#### Problem statement
Print every entry below word for word, leaving nothing out and changing nothing.

#### Material provided
===============

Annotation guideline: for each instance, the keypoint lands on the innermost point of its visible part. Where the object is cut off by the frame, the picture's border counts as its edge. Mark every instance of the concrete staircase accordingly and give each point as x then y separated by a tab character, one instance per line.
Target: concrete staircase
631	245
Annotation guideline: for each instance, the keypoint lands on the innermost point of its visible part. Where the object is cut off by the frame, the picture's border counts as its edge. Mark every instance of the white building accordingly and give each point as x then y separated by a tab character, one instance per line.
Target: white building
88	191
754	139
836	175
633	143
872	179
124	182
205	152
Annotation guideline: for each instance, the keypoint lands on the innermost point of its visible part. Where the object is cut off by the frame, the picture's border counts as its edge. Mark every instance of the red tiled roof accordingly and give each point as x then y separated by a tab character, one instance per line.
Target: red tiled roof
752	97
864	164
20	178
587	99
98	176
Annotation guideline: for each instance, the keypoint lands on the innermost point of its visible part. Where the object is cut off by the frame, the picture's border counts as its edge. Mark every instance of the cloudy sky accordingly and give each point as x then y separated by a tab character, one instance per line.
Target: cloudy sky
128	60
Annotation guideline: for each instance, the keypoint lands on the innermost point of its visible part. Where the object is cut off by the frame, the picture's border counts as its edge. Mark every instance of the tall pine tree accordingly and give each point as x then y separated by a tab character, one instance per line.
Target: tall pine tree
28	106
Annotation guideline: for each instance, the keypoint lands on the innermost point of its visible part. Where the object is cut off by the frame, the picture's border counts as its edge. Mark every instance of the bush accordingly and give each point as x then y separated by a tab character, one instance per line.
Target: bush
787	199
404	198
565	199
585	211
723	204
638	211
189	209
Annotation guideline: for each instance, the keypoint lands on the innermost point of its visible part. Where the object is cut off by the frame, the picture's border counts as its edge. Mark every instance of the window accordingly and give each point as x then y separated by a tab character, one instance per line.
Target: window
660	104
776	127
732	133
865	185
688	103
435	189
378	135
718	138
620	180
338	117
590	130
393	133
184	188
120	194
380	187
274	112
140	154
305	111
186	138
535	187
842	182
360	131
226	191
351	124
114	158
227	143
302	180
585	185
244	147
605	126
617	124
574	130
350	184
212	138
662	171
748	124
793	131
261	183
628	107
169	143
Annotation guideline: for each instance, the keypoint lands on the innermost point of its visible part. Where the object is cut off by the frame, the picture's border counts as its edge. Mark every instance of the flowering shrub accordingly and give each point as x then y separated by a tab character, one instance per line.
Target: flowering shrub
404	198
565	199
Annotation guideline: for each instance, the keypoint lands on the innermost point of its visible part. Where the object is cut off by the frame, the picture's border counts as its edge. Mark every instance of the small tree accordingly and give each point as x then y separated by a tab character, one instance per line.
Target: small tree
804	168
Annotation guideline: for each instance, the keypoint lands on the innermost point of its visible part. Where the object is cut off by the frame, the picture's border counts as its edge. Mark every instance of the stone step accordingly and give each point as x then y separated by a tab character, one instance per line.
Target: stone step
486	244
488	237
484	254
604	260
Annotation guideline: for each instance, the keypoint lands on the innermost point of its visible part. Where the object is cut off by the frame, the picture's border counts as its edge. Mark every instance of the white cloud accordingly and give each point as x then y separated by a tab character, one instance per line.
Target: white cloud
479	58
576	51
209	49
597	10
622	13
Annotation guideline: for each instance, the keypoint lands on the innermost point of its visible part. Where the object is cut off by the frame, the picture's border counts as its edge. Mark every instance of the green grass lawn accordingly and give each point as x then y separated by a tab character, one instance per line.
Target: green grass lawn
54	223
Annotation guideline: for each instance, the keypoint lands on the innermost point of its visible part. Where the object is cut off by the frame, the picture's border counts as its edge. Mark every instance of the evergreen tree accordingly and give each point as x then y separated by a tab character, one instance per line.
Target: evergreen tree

===============

#### Result of the exercise
Annotation guideline: for each instance, the keypoint lands on the innermost point of its visible part. Where the object is cut off by the frame, the picture's border counts as its edge. Mark every instance of the concrete staircase accordingly and give each point as x then y separated by a tab character, one instance per line.
Target: concrete staircase
631	245
Annotation guideline: for each instance, the keypoint lands on the innermost point of its visible part. Where the object is cut off by the frame, the picture's border counts as its edge. Mark every instance of the white building accordingly and give each point as x then y separated by a tab character, one instance per line.
Target: white building
88	191
754	139
836	175
633	143
872	179
124	182
205	152
Annotation guideline: for each instance, the keypoint lands on the innermost point of its visible part. Where the object is cut off by the frame, the picture's border counts as its edge. Mark every instance of the red tiled roof accordingly and give each point as x then y separated by a tab character, one instance per line.
Target: red tiled roof
752	97
864	164
20	178
587	99
98	176
Annotation guideline: for each instance, the keypoint lands on the innermost point of its visible part. Where the object is cut off by the frame, the picture's border counts as its edge. Mark every instance of the cloudy sky accordingly and give each point as x then y separated by a tab character, one instance per line.
Target: cloudy sky
128	60
Annotation guideline: for each instance, the keypoint lands on the innermost point of its visible part. Where the object is cut off by the frame, the picture's border counts as its edge. Mark every instance of the tall pine tree accordingly and give each point as x then y separated by a tab character, one instance per line.
Target: tall pine tree
28	106
Annotation guideline: for each instance, the keypoint lands on the innermost point of its visible part. Where the object is cut off by the frame, the picture's border counts as its edge. Mark every instance of the bush accordingly and give each point as x then y separated by a tab character, one instance per line.
Target: bush
787	199
404	198
565	199
585	211
723	204
638	211
189	209
Annotation guideline: for each instance, the keypoint lands on the innermost point of its visible part. Where the object is cut off by the frame, the picture's border counts as its edge. Mark every instance of the window accordingly and give each point as x then y separated by a tab character, one instance per line.
Target: window
660	104
776	127
732	133
865	185
688	103
435	189
378	135
718	138
620	180
338	117
590	130
393	133
184	188
120	194
380	187
274	112
140	154
305	111
186	138
535	187
842	182
360	131
226	191
351	124
114	158
227	143
302	180
585	185
244	147
605	126
617	124
574	130
350	184
212	138
662	171
748	124
793	131
261	183
628	107
169	143
Annotation guideline: for each instance, the keypoint lands on the innermost point of its visible part. Where the object is cut off by the frame, the picture's border counts as its edge. Mark every instance of the flowering shrub accordingly and give each point as x then y separated by a tab character, one instance per line.
Target: flowering shrub
404	198
565	199
Annotation guideline: for each instance, the keypoint lands on the innermost point of its visible part. Where the object is cut off by the frame, the picture's border counts as its edge. Mark every instance of the small tree accordingly and give each point as x then y separated by a tab character, one instance per line.
Target: small tree
804	168
Annotation guideline: for each instance, the keypoint lands on the innermost point of its visible part. Where the object is cut off by the frame, the picture's border counts as its edge. Mark every instance of the stone step accordingly and give each point as x then y separated by a tab character, one instance per line.
Target: stone step
486	244
488	237
484	254
604	260
Annotation guideline: for each instance, the keypoint lands on the innermost point of its visible part. Where the object is cut off by the frame, the picture's border counts as its edge. Mark every instance of the white cloud accordingly and give each point as x then y separated by a tab character, one instance per line.
Target: white cloud
479	58
576	51
209	49
597	10
622	13
Annotation guideline: for each instance, the keypoint lands on the innermost point of its visible part. Where the object is cut off by the frame, the picture's border counts as its edge. Mark every instance of the green grass lawn accordingly and give each point as x then y separated by a tab character, one instance per line.
Target: green grass lawn
54	223
Annotation guideline: for each instance, the keypoint lands on the innermost point of its visible part. Where the object is cut off by the frame, the picture's border counts as its edge. Mark every instance of the evergreen tree accordingly and give each point as x then y separated by a tab character, one instance per line.
Target: evergreen tree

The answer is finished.